There is little immediate opportunity for brands to solve the psychological impact of the pandemic amongst the younger generations, but there is a big need to connect with consumers on an emotional level through all stages of the customer journey. Frontline employees especially will need to acknowledge and respond to this in everyday interactions with customers. Leaders need to be aware of this heightened “emotional labour” and the challenges for employees who often face huge difficulties (home office, home schooling, social distancing) themselves.
Throughout the pandemic behaviours have started to change. In many areas, there is actually little difference across generations: across all ages, people are paying more attention to safety and hygiene, have started to eat more healthily, are trying new recipes and spending time with people in their household.
Where younger people differ is in their increased uptake of social media apps and usage of online media, as well as personal transformation. 18% of Millennials and Centennials report a stronger focus on their personal development compared to 9% in Generation X and 6% of Boomers.
For brands there is a new role evolving that includes helping people grow. It is imperative that brands move beyond meeting functional needs and understand what customers truly value. The myth of the average consumer has long been debunked. We know that expectations and experiences vary considerably, depending on the individual, their context, background, previous experiences and situations in life. Brands need to be clear on what they stand for. A strong and authentic brand purpose that links to values and lifestyles is essential for securing share of wallet in a post-pandemic environment.
Brands as role models
Young people also differ in what they expect brands to do. Generation X place “attack the crisis and demonstrate that it can be fought” top of their list, while Boomers expect brands to be “practical and realistic and help consumers in their everyday life”. Most important for Millennials and Centennials, however, is that brands “act as an example and guide change”.
The fact that brands are regarded as role models amongst the younger generations is a double-edged sword. Any inconsistency between action and words will be scrutinised and amplified via social media. Consider the prominent business leader who previously did not miss a chance to talk about the importance of every single employee to the business... and at the beginning of crisis, acted very differently by asking employees to take unpaid leave.
At the same time, it offers huge opportunities for brands to differentiate, but authenticity is crucial. Customers not only need to hear what the brand stands for in marketing and communication, but be able to experience this. How the brand is positioned needs to transcends all layers of the organisation in order to be seen and felt through all stages of the customer journey. To achieve this, the brand strategy needs to be translated into a compelling CX vision, and subsequently be broken down into a CX strategy that delivers not just a ‘good’ customer experience but the right one for the brand, in the right way. Only this will reinforce the brand choice every day with every interaction.
New context, new needs
The US psychologist Meg Jay describes a person’s twenties as their “defining decade”: “In almost all areas of development, there is what is called a critical period, a time when we are primed for growth and change, when simple exposure can lead to dramatic transformation… The twenties are that critical period of adulthood…And no matter what we do, the twenties are an inflection point—the great reorganization —a time when the experiences we have disproportionately influence the adult lives we will lead.”.
The vaccine against COVID-19 will at some time this year prevent us from the disease itself. It won’t reset the clocks. What younger generations experienced and continue to experience during the pandemic will have a lasting impact on their values, attitudes and behaviours. Brands need to understand these shifts and adapt the experiences they provide to meet the needs of their future generation of consumers.

_Excerpted data_
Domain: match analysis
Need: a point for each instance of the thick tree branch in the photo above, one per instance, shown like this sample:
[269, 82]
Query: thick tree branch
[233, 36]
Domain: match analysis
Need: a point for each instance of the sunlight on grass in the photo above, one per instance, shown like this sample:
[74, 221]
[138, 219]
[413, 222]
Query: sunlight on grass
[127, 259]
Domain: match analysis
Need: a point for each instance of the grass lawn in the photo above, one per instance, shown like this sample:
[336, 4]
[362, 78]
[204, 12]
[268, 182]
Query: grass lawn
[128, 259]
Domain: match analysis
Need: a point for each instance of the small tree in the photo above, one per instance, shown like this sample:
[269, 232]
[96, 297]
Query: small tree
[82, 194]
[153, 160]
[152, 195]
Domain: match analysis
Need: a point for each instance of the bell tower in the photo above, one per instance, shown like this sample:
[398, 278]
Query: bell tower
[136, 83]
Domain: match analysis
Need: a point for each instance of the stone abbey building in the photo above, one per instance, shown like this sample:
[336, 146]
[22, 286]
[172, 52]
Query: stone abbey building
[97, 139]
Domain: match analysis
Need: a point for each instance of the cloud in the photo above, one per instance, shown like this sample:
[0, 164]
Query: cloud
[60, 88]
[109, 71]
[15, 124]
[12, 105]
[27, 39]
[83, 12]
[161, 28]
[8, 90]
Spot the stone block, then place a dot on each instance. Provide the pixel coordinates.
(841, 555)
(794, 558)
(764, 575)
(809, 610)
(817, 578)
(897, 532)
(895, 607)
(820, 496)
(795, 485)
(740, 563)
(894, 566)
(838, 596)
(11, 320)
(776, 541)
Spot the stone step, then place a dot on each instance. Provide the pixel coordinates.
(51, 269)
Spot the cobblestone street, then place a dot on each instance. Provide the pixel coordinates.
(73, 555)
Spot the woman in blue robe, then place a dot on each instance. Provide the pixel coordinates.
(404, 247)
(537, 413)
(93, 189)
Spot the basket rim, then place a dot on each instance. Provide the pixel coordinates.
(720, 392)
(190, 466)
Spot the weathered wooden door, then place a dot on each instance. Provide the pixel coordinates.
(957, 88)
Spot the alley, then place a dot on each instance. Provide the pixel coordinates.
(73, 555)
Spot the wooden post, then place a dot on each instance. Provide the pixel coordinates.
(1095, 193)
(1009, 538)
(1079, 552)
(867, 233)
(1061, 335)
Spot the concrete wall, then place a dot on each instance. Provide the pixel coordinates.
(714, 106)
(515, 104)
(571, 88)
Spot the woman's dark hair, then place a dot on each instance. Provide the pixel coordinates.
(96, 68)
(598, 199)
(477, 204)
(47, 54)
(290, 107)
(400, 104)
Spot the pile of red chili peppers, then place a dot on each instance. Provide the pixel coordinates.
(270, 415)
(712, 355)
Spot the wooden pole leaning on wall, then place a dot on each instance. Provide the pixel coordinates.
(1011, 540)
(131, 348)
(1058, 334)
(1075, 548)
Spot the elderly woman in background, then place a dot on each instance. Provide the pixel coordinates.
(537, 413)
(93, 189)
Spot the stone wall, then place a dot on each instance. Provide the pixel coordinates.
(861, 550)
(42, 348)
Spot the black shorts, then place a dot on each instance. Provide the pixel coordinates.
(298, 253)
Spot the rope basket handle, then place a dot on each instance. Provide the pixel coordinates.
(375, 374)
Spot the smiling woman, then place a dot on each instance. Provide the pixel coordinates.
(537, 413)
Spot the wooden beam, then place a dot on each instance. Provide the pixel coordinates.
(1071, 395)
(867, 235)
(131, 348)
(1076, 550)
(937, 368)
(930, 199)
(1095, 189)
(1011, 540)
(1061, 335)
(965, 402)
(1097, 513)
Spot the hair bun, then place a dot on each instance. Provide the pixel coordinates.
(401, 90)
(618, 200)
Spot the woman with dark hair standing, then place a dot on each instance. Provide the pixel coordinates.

_Problem statement_
According to the excerpt on brands and younger generations during the pandemic, what do Millennials and Centennials consider most important for brands to do?

_Your solution_
They consider it most important that brands "act as an example and guide change."